[Collection entries]
• • •

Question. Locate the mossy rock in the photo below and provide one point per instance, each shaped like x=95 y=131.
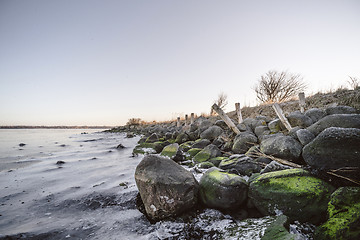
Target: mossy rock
x=186 y=145
x=192 y=152
x=222 y=190
x=206 y=165
x=344 y=215
x=294 y=192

• • •

WHAT YOU ARE ASKED TO DO.
Leave the pictures behind and transcribe every record above exactly.

RESPONSE TO THE TASK.
Question. Locate the mossy rock in the photo below and provide one point per instance, each shaped like x=95 y=131.
Target: mossy rock
x=186 y=145
x=192 y=152
x=222 y=190
x=206 y=165
x=344 y=215
x=294 y=192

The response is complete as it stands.